#### Task brief:
Reproduce verbatim everything from the start of the rows down through the line containing "column 470, row 297", including both ends. Leave the pictures out of your answer.

#### Dataset entries:
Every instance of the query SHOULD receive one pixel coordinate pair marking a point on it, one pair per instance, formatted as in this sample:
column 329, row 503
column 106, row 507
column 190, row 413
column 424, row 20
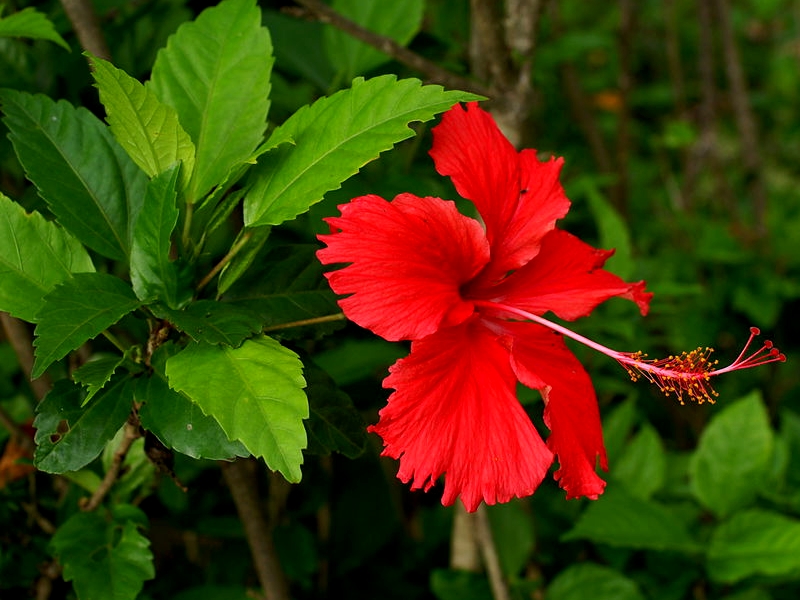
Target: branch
column 240, row 476
column 87, row 27
column 325, row 14
column 22, row 343
column 130, row 435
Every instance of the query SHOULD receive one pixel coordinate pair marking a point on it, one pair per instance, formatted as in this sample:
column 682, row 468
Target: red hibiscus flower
column 470, row 297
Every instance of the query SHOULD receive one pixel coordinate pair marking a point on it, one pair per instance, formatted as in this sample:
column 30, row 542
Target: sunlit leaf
column 215, row 322
column 215, row 72
column 68, row 435
column 255, row 392
column 733, row 456
column 146, row 128
column 92, row 186
column 334, row 138
column 177, row 421
column 35, row 255
column 105, row 557
column 95, row 373
column 77, row 310
column 153, row 275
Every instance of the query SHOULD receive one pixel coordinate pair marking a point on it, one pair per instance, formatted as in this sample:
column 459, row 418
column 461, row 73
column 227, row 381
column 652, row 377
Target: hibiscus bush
column 292, row 308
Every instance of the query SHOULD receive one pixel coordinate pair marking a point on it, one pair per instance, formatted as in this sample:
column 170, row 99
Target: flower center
column 687, row 375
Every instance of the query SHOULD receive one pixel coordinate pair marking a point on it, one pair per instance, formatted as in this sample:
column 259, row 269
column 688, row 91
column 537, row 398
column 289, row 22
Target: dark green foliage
column 157, row 232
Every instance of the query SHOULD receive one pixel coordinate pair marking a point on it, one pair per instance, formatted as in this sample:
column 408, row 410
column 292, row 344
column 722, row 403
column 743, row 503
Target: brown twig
column 21, row 341
column 87, row 27
column 433, row 72
column 130, row 435
column 240, row 476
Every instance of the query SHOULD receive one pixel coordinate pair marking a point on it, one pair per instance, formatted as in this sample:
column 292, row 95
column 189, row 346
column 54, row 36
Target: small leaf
column 642, row 468
column 733, row 456
column 399, row 21
column 334, row 424
column 287, row 286
column 148, row 130
column 255, row 392
column 35, row 255
column 754, row 542
column 95, row 195
column 30, row 23
column 177, row 421
column 70, row 436
column 95, row 373
column 215, row 322
column 215, row 72
column 153, row 275
column 335, row 137
column 618, row 518
column 588, row 580
column 104, row 558
column 77, row 310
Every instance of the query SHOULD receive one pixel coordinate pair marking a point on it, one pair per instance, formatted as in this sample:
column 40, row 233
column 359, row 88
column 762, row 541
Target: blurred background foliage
column 679, row 122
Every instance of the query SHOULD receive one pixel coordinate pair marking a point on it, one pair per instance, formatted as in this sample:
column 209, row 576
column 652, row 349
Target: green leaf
column 77, row 310
column 96, row 372
column 94, row 194
column 30, row 23
column 215, row 72
column 355, row 360
column 334, row 424
column 153, row 274
column 399, row 21
column 257, row 237
column 733, row 456
column 621, row 519
column 334, row 138
column 70, row 436
column 643, row 466
column 287, row 286
column 255, row 392
column 177, row 421
column 617, row 426
column 146, row 128
column 215, row 322
column 104, row 558
column 35, row 255
column 588, row 580
column 754, row 542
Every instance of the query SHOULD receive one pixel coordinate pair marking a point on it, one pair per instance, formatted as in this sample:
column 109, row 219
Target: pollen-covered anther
column 689, row 374
column 685, row 375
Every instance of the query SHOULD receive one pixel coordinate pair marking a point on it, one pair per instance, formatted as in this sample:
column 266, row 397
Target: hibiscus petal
column 566, row 277
column 542, row 202
column 483, row 165
column 454, row 412
column 409, row 258
column 542, row 361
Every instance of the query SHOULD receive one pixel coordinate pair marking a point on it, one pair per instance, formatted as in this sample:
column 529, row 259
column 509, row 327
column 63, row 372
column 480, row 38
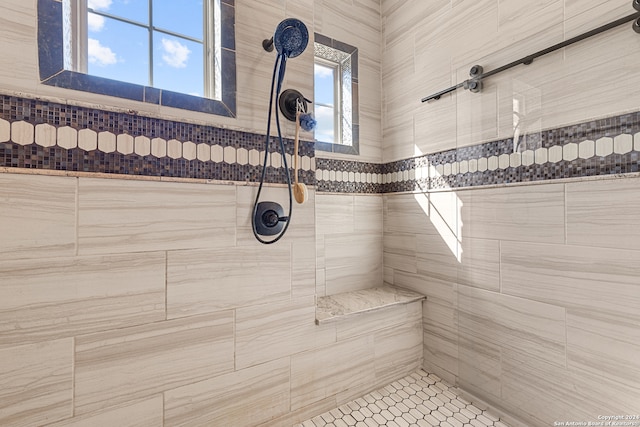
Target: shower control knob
column 476, row 71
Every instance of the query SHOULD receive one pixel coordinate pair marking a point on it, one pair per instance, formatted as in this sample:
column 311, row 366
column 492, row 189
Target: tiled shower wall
column 531, row 286
column 145, row 300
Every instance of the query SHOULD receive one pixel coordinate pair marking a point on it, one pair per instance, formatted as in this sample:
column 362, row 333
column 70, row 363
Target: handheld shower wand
column 268, row 219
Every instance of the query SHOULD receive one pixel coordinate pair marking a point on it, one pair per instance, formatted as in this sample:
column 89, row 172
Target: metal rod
column 529, row 58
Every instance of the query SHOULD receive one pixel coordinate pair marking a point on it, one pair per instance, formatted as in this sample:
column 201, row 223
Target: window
column 335, row 96
column 178, row 54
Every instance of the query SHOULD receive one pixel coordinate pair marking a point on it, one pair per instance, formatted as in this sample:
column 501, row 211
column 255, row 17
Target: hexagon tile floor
column 418, row 400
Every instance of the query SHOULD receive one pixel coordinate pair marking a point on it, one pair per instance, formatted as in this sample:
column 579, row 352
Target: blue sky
column 120, row 51
column 324, row 81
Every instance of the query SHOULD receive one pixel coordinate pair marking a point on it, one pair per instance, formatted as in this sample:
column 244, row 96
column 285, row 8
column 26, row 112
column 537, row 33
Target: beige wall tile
column 143, row 413
column 132, row 216
column 205, row 281
column 440, row 327
column 479, row 366
column 39, row 215
column 480, row 263
column 318, row 374
column 36, row 383
column 303, row 268
column 541, row 393
column 244, row 398
column 367, row 212
column 533, row 214
column 604, row 343
column 577, row 277
column 438, row 266
column 353, row 261
column 271, row 331
column 599, row 213
column 400, row 252
column 398, row 350
column 126, row 364
column 514, row 323
column 335, row 214
column 62, row 297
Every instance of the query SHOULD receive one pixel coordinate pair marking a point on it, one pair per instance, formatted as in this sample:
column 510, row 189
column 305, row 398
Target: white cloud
column 101, row 55
column 320, row 71
column 95, row 22
column 99, row 4
column 175, row 53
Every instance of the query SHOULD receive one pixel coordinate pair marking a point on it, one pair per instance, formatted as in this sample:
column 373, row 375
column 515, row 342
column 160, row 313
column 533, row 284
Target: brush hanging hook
column 290, row 101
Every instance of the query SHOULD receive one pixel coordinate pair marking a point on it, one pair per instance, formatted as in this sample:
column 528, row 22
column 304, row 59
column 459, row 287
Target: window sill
column 52, row 72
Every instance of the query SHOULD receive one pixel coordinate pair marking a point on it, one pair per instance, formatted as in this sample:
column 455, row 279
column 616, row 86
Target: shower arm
column 474, row 84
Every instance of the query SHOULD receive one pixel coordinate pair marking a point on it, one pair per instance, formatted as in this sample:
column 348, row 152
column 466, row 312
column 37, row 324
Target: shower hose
column 278, row 70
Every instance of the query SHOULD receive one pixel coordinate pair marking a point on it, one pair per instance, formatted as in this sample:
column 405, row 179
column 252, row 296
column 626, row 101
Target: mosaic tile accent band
column 595, row 148
column 43, row 135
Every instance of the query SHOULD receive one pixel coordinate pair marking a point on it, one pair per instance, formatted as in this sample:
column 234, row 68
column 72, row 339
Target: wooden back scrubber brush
column 300, row 192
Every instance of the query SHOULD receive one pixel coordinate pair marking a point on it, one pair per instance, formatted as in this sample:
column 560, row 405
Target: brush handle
column 296, row 142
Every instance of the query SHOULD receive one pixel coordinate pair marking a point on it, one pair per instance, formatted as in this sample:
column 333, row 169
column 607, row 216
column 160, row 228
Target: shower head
column 291, row 37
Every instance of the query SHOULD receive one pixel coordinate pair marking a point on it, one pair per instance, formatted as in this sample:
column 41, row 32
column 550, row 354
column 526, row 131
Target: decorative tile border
column 36, row 134
column 43, row 135
column 595, row 148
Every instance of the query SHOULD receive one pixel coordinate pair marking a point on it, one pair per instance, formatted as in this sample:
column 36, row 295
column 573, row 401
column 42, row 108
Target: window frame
column 337, row 98
column 51, row 51
column 351, row 53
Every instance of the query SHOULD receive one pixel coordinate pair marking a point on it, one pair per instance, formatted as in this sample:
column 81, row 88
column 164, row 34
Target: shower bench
column 355, row 303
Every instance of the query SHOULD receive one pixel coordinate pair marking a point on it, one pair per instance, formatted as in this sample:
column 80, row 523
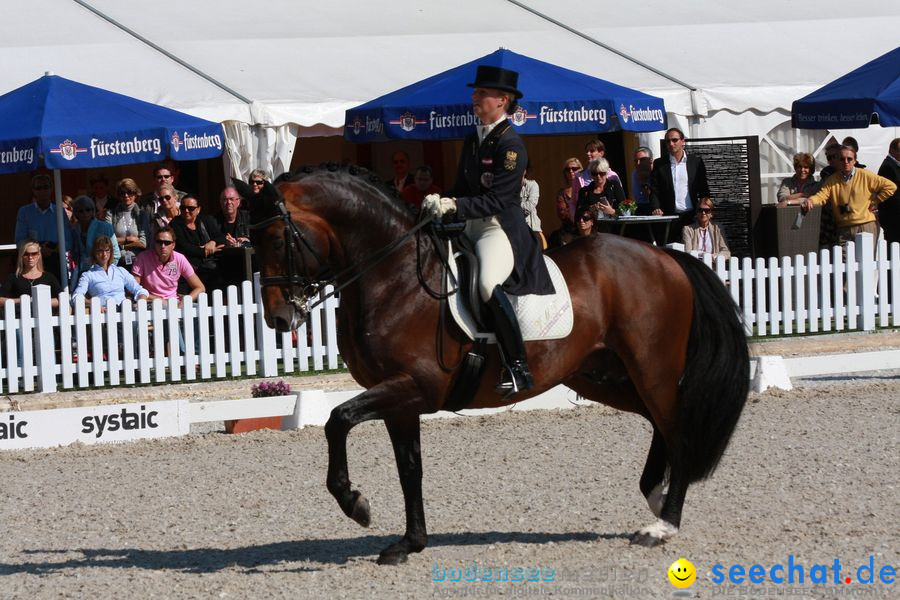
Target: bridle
column 310, row 287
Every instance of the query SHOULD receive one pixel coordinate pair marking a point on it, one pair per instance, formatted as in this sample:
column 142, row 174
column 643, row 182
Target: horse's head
column 291, row 252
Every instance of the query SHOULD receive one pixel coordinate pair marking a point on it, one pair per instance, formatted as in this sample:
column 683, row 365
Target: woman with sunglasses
column 129, row 222
column 704, row 236
column 86, row 230
column 571, row 168
column 603, row 196
column 29, row 273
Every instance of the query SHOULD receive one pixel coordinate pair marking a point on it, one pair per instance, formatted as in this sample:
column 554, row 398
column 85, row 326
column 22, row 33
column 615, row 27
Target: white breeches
column 494, row 253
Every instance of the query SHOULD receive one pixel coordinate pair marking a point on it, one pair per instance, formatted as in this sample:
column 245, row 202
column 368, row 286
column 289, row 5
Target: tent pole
column 60, row 230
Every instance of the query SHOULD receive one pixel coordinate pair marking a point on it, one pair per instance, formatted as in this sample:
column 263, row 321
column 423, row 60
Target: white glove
column 435, row 207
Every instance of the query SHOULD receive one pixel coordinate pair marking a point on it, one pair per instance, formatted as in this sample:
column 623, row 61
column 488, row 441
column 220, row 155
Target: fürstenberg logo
column 124, row 420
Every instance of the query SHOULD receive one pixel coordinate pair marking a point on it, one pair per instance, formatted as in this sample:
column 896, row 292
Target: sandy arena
column 810, row 473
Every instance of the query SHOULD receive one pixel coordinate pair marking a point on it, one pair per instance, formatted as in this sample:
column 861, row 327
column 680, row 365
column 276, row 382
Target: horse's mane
column 360, row 191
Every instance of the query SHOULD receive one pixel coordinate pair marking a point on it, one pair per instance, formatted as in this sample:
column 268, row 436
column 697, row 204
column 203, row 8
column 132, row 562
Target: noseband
column 311, row 286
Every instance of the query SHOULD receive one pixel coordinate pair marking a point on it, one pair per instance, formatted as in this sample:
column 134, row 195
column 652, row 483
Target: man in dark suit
column 677, row 183
column 889, row 210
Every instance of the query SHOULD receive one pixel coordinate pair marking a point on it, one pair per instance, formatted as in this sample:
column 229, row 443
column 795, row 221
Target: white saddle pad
column 546, row 317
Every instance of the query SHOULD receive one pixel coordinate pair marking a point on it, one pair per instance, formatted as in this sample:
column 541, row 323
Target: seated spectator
column 129, row 222
column 603, row 195
column 704, row 236
column 86, row 230
column 567, row 232
column 233, row 222
column 423, row 184
column 160, row 269
column 584, row 224
column 167, row 209
column 257, row 180
column 105, row 279
column 200, row 240
column 29, row 273
column 802, row 184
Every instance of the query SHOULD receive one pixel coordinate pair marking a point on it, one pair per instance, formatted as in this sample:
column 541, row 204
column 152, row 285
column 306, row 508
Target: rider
column 486, row 196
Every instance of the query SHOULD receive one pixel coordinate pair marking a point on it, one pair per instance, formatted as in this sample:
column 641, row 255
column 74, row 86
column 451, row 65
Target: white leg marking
column 660, row 530
column 656, row 498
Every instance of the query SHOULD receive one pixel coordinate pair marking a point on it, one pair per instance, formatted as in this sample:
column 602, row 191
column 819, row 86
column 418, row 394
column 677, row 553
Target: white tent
column 276, row 69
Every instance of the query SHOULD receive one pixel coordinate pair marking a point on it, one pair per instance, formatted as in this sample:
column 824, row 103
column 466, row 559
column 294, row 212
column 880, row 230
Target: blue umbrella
column 869, row 94
column 64, row 124
column 555, row 101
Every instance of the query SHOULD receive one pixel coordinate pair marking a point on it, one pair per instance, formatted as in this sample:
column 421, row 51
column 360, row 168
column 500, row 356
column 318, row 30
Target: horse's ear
column 242, row 187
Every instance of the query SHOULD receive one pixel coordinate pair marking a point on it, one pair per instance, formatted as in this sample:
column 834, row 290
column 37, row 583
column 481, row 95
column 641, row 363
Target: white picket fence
column 43, row 349
column 828, row 291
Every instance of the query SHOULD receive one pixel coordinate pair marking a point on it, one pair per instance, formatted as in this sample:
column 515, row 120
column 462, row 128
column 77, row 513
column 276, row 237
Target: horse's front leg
column 395, row 398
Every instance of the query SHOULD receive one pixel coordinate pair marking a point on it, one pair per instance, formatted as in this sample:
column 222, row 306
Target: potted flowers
column 260, row 390
column 627, row 208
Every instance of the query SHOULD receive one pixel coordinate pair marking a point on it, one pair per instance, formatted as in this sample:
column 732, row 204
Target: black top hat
column 497, row 78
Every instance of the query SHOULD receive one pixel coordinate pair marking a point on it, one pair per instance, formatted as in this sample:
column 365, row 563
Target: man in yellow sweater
column 852, row 192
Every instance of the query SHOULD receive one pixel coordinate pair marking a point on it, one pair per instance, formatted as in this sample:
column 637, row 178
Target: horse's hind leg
column 407, row 450
column 395, row 398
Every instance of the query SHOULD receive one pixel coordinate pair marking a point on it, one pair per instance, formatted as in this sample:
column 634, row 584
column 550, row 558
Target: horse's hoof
column 646, row 540
column 392, row 557
column 359, row 511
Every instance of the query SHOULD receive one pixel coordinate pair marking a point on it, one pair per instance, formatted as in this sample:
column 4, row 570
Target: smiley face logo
column 682, row 573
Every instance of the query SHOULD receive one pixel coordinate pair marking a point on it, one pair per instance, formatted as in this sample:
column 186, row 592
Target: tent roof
column 307, row 62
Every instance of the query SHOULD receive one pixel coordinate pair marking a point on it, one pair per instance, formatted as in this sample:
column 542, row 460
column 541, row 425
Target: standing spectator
column 802, row 184
column 37, row 221
column 567, row 231
column 402, row 177
column 164, row 174
column 167, row 210
column 889, row 211
column 677, row 183
column 640, row 179
column 703, row 236
column 257, row 180
column 850, row 193
column 530, row 195
column 106, row 280
column 29, row 273
column 104, row 204
column 129, row 222
column 233, row 222
column 571, row 168
column 86, row 230
column 199, row 239
column 423, row 184
column 603, row 196
column 160, row 269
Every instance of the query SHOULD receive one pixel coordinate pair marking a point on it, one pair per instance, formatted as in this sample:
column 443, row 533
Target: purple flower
column 270, row 388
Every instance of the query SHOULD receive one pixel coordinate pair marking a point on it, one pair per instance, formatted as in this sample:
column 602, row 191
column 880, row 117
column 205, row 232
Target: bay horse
column 655, row 333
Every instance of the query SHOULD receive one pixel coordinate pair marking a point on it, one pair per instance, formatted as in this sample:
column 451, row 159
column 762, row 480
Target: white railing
column 43, row 349
column 219, row 335
column 824, row 291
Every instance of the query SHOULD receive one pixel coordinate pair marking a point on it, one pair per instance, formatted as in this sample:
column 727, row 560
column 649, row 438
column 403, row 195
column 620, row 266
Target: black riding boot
column 516, row 377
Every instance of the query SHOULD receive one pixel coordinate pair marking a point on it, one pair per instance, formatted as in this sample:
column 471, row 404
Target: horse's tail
column 716, row 378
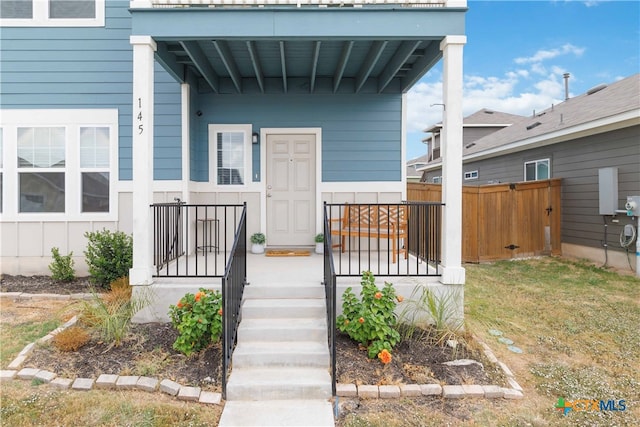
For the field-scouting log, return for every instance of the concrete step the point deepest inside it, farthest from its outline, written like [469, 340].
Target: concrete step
[301, 329]
[283, 308]
[278, 384]
[251, 354]
[284, 291]
[277, 413]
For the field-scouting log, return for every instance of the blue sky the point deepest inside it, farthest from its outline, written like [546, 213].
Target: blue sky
[517, 51]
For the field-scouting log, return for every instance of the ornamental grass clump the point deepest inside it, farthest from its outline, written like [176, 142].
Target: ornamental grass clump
[371, 320]
[198, 319]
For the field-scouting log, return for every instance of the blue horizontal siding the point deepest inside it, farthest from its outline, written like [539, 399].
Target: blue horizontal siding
[361, 134]
[49, 68]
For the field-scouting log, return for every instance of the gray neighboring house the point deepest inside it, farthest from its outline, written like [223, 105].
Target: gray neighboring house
[578, 140]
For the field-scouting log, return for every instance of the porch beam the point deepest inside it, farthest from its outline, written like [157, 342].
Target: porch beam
[369, 63]
[314, 65]
[283, 64]
[342, 64]
[401, 56]
[169, 62]
[201, 62]
[227, 59]
[255, 62]
[431, 56]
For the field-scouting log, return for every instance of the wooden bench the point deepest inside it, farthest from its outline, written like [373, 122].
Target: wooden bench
[373, 222]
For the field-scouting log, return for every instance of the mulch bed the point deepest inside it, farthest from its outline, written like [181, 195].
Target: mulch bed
[147, 350]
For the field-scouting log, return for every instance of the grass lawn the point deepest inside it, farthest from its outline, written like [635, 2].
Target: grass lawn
[578, 326]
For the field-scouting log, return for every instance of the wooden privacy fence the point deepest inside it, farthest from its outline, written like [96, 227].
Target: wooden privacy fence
[504, 221]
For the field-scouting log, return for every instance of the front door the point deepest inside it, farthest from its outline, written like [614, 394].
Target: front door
[291, 189]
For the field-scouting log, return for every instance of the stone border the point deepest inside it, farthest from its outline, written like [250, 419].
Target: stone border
[445, 391]
[195, 394]
[104, 381]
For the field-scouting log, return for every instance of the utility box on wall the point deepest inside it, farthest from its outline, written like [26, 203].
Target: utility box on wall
[608, 190]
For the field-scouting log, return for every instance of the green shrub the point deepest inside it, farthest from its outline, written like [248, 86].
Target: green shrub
[109, 256]
[62, 266]
[198, 319]
[371, 320]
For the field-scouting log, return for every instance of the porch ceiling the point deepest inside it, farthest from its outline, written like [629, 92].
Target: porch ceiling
[299, 50]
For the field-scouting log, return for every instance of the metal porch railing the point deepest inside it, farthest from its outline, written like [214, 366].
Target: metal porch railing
[193, 240]
[330, 297]
[233, 283]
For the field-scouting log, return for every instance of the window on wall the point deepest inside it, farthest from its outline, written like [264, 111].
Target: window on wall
[471, 175]
[62, 163]
[229, 154]
[94, 168]
[537, 170]
[52, 13]
[41, 169]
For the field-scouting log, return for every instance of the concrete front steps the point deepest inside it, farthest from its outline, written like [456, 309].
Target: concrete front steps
[280, 374]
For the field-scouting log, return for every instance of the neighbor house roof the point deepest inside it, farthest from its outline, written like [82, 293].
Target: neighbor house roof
[601, 109]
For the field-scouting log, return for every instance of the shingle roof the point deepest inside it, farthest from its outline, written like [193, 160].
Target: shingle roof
[601, 102]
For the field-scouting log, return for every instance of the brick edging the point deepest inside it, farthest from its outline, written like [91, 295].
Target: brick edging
[104, 381]
[445, 391]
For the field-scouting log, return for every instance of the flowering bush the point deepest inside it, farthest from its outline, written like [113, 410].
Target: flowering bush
[198, 319]
[371, 321]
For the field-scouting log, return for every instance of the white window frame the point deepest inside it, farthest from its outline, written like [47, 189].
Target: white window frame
[536, 162]
[41, 18]
[72, 121]
[214, 129]
[469, 175]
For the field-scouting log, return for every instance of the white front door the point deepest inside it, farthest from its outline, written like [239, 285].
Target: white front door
[291, 189]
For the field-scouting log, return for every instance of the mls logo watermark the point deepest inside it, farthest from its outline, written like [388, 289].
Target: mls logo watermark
[592, 405]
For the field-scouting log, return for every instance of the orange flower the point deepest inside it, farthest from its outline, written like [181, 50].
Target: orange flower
[384, 356]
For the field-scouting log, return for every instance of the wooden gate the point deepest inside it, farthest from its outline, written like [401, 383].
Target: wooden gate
[504, 221]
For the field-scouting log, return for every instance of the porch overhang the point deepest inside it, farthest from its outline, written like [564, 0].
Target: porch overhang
[249, 50]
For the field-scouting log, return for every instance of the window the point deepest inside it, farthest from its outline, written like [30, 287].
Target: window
[41, 169]
[52, 13]
[537, 170]
[94, 168]
[471, 175]
[60, 164]
[229, 154]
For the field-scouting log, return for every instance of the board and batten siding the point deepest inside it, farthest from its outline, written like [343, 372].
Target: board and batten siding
[361, 134]
[577, 162]
[85, 68]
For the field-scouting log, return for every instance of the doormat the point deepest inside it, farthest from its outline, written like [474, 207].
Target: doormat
[287, 252]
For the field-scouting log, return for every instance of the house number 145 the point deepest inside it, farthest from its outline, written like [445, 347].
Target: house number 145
[140, 125]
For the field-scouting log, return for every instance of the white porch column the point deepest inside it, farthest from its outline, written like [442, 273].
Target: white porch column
[142, 164]
[452, 271]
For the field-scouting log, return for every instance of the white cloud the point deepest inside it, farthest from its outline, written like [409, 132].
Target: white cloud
[543, 54]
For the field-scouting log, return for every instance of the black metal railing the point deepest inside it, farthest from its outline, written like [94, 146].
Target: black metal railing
[193, 240]
[233, 283]
[388, 239]
[330, 297]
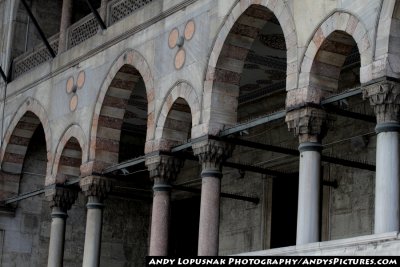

#### Finished exercise:
Every instance of the query SHOULD receive one pixel coordinate pair marking a point on it, one pair per instance, formatted as in this sample:
column 329, row 503
column 106, row 507
column 190, row 413
column 424, row 20
Target: branch
column 240, row 476
column 87, row 27
column 325, row 14
column 22, row 343
column 130, row 435
Every instance of the query SHOULD receive one pixel coordinate pair marking a point on it, one pair per instance, formatted as in this sample:
column 682, row 468
Target: red hibiscus flower
column 470, row 297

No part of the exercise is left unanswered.